:: Provided entries ::

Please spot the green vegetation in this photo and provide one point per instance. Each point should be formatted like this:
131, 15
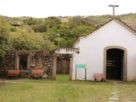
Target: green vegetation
49, 33
62, 89
4, 37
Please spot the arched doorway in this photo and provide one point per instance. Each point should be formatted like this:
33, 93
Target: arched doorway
115, 63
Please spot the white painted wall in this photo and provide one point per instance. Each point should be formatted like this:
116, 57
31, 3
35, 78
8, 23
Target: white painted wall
92, 50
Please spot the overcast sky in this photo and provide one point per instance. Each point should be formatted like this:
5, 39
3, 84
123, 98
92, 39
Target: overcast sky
45, 8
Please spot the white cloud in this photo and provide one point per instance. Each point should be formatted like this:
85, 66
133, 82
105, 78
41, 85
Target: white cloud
45, 8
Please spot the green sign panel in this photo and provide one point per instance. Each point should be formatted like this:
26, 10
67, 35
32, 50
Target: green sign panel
80, 66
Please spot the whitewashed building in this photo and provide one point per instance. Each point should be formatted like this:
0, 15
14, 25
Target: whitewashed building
110, 50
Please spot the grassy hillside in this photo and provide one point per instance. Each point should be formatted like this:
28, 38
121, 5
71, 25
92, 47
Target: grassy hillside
52, 32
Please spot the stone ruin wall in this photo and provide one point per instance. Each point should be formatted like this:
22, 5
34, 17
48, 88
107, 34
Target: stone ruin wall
36, 60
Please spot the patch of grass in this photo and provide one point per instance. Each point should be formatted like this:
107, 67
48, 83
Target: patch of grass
47, 90
127, 91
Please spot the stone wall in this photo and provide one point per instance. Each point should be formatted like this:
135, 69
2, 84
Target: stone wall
36, 60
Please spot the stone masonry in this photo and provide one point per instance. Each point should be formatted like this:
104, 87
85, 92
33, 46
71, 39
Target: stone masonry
36, 60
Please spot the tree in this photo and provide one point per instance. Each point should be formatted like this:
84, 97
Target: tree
76, 21
57, 20
64, 31
4, 37
58, 40
31, 21
81, 30
50, 24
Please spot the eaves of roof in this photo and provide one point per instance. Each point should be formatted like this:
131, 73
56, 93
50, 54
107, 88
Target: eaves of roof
116, 19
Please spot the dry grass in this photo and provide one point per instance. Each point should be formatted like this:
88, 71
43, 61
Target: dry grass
62, 89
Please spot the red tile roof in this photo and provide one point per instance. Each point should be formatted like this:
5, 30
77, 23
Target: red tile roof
117, 19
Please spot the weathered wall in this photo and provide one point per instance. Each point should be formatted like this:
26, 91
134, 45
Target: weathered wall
92, 50
63, 66
36, 60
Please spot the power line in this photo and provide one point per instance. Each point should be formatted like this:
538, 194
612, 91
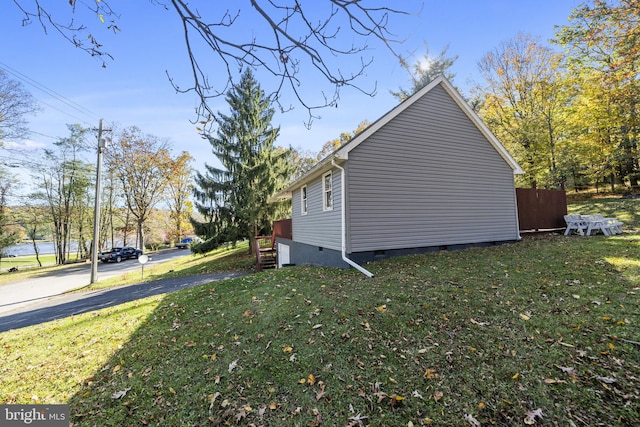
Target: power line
61, 98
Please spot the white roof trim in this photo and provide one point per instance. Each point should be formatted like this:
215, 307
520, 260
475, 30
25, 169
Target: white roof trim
342, 153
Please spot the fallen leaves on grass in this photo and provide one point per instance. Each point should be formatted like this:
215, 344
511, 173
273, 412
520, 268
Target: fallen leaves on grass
469, 418
120, 394
530, 416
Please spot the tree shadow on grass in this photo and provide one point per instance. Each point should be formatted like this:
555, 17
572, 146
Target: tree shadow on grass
427, 339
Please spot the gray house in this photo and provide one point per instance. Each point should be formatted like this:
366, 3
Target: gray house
426, 176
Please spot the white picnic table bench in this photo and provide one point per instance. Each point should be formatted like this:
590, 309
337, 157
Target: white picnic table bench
586, 224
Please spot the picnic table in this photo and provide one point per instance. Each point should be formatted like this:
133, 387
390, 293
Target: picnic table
586, 224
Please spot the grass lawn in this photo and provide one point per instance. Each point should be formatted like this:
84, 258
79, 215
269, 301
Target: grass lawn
543, 332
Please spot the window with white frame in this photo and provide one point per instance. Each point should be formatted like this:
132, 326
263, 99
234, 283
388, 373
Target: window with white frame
303, 200
327, 191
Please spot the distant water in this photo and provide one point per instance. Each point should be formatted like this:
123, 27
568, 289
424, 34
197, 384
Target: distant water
43, 248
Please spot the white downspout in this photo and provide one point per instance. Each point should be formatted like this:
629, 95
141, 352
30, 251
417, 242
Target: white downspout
344, 228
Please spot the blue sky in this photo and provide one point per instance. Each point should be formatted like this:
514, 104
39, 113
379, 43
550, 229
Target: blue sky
134, 90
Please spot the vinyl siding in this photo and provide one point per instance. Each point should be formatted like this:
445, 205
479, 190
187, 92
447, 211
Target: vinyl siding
318, 227
428, 178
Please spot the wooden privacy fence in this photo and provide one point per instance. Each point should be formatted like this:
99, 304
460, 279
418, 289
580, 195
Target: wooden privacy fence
541, 209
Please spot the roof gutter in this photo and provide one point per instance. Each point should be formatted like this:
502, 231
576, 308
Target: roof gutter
344, 228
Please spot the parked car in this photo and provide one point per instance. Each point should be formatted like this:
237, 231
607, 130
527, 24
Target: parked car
120, 253
184, 244
187, 241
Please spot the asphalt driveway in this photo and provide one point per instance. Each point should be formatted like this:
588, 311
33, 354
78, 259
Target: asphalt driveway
70, 304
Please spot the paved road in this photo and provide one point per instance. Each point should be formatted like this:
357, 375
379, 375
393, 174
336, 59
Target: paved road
81, 302
21, 294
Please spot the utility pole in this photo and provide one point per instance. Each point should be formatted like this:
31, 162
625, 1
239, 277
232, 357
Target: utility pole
96, 212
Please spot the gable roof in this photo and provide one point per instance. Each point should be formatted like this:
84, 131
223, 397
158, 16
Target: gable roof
341, 154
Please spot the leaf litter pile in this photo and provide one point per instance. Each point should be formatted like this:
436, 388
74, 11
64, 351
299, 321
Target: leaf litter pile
541, 332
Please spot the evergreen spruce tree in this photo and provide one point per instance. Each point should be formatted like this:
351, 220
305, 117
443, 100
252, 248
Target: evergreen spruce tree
233, 199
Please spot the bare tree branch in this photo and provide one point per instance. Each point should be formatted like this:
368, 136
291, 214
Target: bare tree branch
283, 37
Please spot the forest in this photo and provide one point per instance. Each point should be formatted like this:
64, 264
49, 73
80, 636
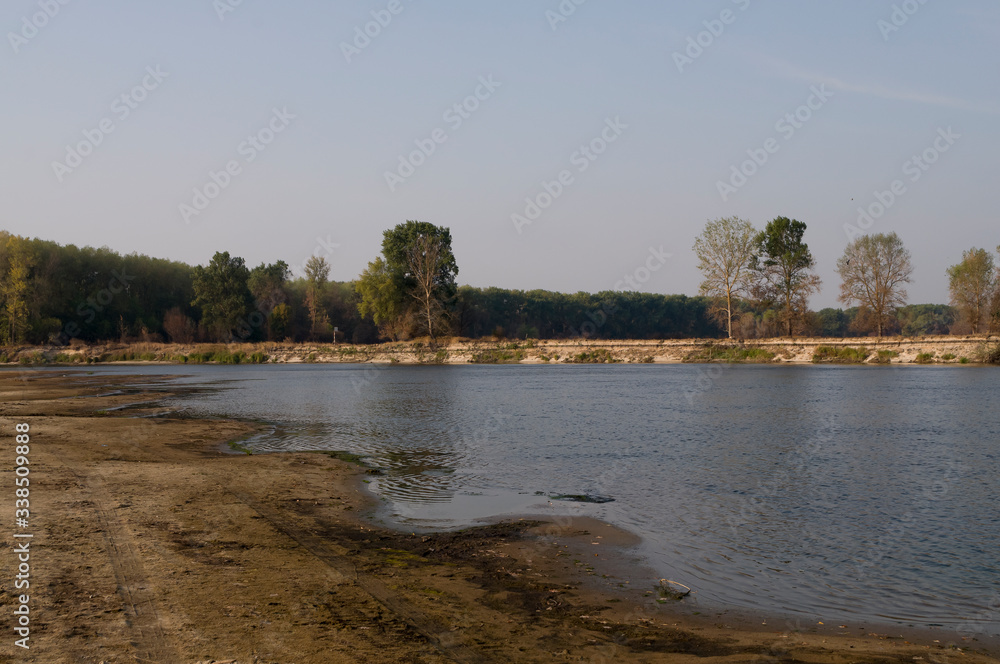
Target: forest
55, 294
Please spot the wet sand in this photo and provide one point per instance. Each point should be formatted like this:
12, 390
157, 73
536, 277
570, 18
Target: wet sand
153, 543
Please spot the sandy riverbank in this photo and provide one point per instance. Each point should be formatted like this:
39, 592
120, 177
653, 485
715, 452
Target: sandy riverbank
152, 543
890, 350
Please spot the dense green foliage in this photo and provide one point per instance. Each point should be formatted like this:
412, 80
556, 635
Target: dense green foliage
538, 314
57, 294
410, 289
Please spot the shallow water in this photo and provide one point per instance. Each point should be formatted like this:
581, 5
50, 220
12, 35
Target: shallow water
839, 493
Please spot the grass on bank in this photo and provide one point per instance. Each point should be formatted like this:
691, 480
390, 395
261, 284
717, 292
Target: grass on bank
731, 355
840, 355
988, 353
596, 356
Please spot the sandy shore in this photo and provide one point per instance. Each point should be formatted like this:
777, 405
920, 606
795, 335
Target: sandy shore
942, 350
152, 543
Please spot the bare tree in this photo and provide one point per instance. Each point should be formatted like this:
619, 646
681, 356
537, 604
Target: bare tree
995, 302
724, 251
874, 269
424, 257
972, 284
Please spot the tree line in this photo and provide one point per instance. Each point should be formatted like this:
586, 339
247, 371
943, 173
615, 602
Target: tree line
757, 284
760, 281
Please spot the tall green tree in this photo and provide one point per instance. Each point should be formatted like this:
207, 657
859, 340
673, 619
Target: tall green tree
973, 284
874, 271
783, 267
381, 298
724, 251
317, 275
222, 293
16, 287
267, 286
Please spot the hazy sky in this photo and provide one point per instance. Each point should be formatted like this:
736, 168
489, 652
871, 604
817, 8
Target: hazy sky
309, 115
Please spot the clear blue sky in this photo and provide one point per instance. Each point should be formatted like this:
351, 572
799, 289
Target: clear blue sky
324, 174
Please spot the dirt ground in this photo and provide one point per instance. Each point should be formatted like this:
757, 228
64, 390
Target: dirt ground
153, 543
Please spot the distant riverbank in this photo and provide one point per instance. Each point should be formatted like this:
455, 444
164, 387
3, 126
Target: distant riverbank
890, 350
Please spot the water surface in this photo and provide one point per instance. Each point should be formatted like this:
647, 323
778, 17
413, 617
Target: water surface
837, 493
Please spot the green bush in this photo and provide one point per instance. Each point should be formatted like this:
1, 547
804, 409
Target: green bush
731, 354
840, 355
596, 356
886, 356
497, 356
988, 353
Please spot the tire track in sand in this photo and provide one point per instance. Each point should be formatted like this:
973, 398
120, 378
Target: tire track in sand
443, 640
148, 637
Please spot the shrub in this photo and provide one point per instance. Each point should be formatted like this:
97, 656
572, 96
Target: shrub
840, 355
497, 356
731, 354
596, 356
886, 356
988, 354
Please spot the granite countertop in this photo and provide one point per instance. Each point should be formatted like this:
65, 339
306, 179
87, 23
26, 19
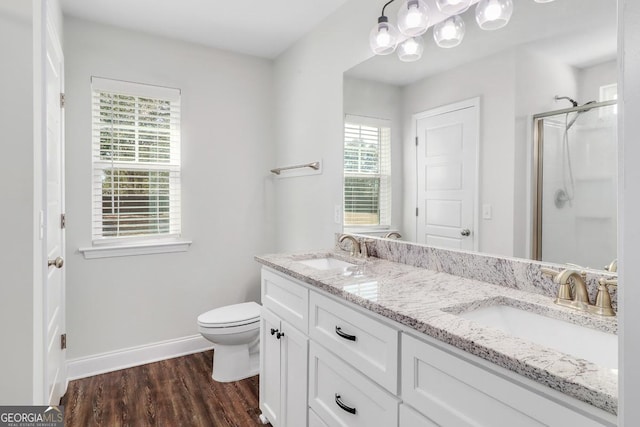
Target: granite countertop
429, 301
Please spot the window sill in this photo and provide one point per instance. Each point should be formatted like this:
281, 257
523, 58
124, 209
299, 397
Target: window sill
147, 248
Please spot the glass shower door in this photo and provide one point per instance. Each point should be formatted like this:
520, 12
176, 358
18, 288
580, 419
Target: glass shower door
576, 195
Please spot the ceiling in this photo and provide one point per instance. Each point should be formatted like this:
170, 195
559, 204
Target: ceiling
254, 27
580, 33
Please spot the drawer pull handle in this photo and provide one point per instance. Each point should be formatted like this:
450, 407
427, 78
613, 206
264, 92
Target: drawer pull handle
343, 335
343, 406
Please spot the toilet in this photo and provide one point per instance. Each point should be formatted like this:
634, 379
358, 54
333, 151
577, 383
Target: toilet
234, 331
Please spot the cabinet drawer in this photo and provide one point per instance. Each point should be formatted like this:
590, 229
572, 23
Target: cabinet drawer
314, 420
342, 396
365, 343
411, 418
286, 298
454, 392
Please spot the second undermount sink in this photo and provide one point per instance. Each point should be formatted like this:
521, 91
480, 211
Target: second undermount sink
595, 346
326, 263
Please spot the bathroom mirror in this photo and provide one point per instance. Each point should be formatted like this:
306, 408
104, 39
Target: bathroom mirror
433, 189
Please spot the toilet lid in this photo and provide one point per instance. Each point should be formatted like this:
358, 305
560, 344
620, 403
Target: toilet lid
231, 315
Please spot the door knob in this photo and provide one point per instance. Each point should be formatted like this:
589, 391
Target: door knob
57, 263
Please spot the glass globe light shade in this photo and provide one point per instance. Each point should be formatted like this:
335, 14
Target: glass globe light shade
411, 49
453, 7
450, 32
383, 38
493, 14
413, 18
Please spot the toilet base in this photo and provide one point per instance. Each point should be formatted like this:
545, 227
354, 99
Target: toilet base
235, 362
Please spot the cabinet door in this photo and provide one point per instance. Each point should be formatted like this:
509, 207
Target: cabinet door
294, 362
270, 397
285, 298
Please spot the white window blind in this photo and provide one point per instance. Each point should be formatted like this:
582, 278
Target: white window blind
367, 172
136, 161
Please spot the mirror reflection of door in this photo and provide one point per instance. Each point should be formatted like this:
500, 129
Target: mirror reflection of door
447, 149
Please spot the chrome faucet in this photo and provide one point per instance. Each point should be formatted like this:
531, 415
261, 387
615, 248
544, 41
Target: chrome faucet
355, 245
573, 293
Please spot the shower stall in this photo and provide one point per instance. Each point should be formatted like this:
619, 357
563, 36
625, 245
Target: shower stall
575, 185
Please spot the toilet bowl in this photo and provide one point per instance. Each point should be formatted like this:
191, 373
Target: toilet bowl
234, 331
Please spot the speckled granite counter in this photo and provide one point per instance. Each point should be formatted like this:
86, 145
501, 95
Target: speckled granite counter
428, 302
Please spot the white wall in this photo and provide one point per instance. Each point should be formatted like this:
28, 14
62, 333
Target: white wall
591, 78
227, 151
16, 175
629, 211
380, 100
308, 95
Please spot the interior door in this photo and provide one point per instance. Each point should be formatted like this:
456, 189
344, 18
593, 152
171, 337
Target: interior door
54, 286
447, 147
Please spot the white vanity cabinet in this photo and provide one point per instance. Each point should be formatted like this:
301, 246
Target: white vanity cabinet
326, 362
283, 351
342, 396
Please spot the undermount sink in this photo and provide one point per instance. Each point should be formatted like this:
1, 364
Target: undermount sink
595, 346
327, 263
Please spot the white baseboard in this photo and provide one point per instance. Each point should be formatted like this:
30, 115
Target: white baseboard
134, 356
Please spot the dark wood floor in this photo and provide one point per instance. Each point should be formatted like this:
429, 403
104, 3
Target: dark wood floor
175, 392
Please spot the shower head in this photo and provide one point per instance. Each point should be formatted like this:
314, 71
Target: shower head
577, 114
572, 101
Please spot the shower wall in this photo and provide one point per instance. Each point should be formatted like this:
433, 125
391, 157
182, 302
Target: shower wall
583, 229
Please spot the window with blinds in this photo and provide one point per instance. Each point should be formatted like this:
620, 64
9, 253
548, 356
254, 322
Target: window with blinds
367, 172
136, 161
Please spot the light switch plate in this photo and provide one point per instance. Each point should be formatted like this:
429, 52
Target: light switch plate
487, 211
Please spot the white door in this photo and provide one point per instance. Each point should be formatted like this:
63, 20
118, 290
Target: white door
54, 286
447, 147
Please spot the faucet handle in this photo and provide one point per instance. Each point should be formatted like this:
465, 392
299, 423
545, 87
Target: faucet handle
564, 290
602, 305
607, 282
364, 249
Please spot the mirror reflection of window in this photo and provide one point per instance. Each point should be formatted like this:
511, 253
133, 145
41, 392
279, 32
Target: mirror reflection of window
367, 173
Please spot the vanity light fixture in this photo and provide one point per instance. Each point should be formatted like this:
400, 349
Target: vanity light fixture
453, 7
411, 49
493, 14
413, 18
383, 38
449, 33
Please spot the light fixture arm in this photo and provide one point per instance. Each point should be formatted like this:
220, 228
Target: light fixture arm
384, 7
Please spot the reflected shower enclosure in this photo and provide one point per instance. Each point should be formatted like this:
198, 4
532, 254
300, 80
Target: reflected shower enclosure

:: Your instructions ::
Copy each line of the listing above that contains the word "reflected".

:: Final answer ::
Please spot the reflected shower enclosure in this photo and provide one point per instance. Each point should be formatted like this:
Target: reflected shower enclosure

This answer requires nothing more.